Task material:
****************************************
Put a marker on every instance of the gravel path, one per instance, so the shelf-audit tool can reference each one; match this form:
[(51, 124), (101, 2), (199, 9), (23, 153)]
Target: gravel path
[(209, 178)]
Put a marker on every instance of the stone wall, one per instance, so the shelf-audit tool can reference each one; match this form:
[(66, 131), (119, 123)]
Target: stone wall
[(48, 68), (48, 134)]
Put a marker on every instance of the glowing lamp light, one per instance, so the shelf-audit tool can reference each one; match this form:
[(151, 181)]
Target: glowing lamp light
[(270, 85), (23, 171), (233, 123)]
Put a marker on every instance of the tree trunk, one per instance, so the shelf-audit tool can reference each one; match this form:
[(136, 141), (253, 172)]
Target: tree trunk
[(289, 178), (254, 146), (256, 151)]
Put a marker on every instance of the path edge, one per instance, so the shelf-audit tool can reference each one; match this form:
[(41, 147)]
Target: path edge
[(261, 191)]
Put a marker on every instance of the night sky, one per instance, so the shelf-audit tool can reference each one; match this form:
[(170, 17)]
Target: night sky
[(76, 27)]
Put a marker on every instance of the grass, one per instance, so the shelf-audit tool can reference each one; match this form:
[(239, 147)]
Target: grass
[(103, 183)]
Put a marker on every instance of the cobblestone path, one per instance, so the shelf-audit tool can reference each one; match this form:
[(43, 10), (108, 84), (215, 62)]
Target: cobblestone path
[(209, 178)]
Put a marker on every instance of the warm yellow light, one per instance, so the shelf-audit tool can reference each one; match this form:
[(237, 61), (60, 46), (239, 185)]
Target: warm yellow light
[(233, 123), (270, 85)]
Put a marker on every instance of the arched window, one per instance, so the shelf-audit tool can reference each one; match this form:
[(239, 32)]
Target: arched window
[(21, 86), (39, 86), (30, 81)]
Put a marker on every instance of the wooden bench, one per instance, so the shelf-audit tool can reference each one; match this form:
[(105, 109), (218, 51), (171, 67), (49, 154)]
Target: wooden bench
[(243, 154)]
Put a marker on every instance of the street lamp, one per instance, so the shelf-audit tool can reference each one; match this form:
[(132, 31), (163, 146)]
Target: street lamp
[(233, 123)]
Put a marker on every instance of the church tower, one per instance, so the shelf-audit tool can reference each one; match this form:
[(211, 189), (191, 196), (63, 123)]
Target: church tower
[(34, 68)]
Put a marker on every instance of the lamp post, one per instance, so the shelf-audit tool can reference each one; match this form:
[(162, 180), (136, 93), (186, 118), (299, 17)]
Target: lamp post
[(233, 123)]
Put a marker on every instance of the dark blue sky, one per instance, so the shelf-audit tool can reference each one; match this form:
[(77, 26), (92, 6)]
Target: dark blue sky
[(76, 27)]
****************************************
Your objective: Repeat the records exactly, leaving out none of them.

Result for this task:
Put a marker on every instance of the gravel path, one per instance, so the shelf-audit tool can reference each one; match this form:
[(51, 124), (101, 2), (199, 9), (23, 153)]
Target: gravel path
[(209, 178)]
Put a marker on every instance of the stone wall, one per instance, so the shelf-audit tool can reference each one; match this form:
[(66, 131), (119, 123)]
Target: stone wall
[(48, 68), (48, 134)]
Put a marker on every instance of the glowing lamp light, one per instance, so the shelf-audit tool can reference each one; match this form:
[(151, 181)]
Target: glowing lamp light
[(270, 85), (23, 171), (233, 123)]
Put a marker on every instance of the tree trunk, one per instance, so the shelf-audit tool can reference each one; match this form:
[(136, 141), (253, 172)]
Target: tree trunk
[(289, 178), (254, 146), (256, 151)]
Put a marker on every instance of the path edge, one per instance, so the shelf-audit tool can reference each one; match this form:
[(41, 147)]
Target: path edge
[(261, 191)]
Put a marker on every instance of the night sky, one per instance, so the shelf-audit tool can reference each one; match this form:
[(170, 17)]
Target: night sky
[(76, 27)]
Put a marker on every instance of the grass, one per instance, so the shelf-audit tool can reference each one; match this form:
[(239, 147)]
Target: grass
[(103, 183)]
Put a marker on every instance of the cobblestone path, one per instance, so the shelf-audit tool can reference each one; match this form:
[(43, 10), (108, 84), (215, 62)]
Target: cobblestone path
[(209, 178)]
Put a marker on every instance of the warm yellow light, one per instance, so the shelf-audit tool can reference each one; match this form:
[(237, 61), (60, 46), (239, 185)]
Target: warm yellow light
[(233, 123), (270, 85)]
Put a marker on every instance of the arched window, one per instance, so the shelf-audit tool can reference each one; match this form:
[(239, 32)]
Target: arched window
[(21, 86), (39, 86), (30, 81)]
Put a marker on every instance of the wooden bench, one per instance, so the shelf-audit tool can reference each one; match this form:
[(105, 109), (218, 51), (171, 67), (49, 154)]
Target: wooden bench
[(243, 154)]
Put a marker on every instance of the street lamp, one per instance, so the shelf-audit tool can reference each one; match this form:
[(132, 31), (163, 146)]
Target: street lamp
[(233, 123)]
Put a marker on every instance of the church tower, one per instance, so the shelf-audit tool can reference each one; match this form:
[(211, 189), (191, 196), (63, 123)]
Target: church tower
[(34, 68)]
Put a marker on every instance of the lamp post, one per instance, so the shelf-audit tool can reference each one; match this form:
[(162, 180), (136, 93), (186, 118), (299, 17)]
Target: lamp post
[(233, 123)]
Put a marker on every instance of the dark blue sky, one per instance, so the shelf-audit tool can reference each one; match this form:
[(77, 26), (92, 6)]
Target: dark blue sky
[(76, 27)]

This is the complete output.